■ **EXERCISE BRIEF**: Set down the data again in full, keeping every line exactly as it is.

Top of RECORDS SUPPLIED

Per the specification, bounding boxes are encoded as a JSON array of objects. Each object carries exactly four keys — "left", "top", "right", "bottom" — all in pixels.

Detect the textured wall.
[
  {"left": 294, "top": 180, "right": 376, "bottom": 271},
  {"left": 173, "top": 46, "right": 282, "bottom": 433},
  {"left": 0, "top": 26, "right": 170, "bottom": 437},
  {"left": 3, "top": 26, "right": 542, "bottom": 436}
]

Bottom of RECORDS SUPPLIED

■ **RESULT**:
Per the specification, bounding boxes are encoded as a JSON array of objects. Each object carries exactly four keys — "left", "top", "right", "bottom" — all in pixels.

Detect the textured wall.
[
  {"left": 294, "top": 180, "right": 376, "bottom": 271},
  {"left": 173, "top": 46, "right": 282, "bottom": 433},
  {"left": 0, "top": 26, "right": 170, "bottom": 437},
  {"left": 3, "top": 26, "right": 542, "bottom": 436}
]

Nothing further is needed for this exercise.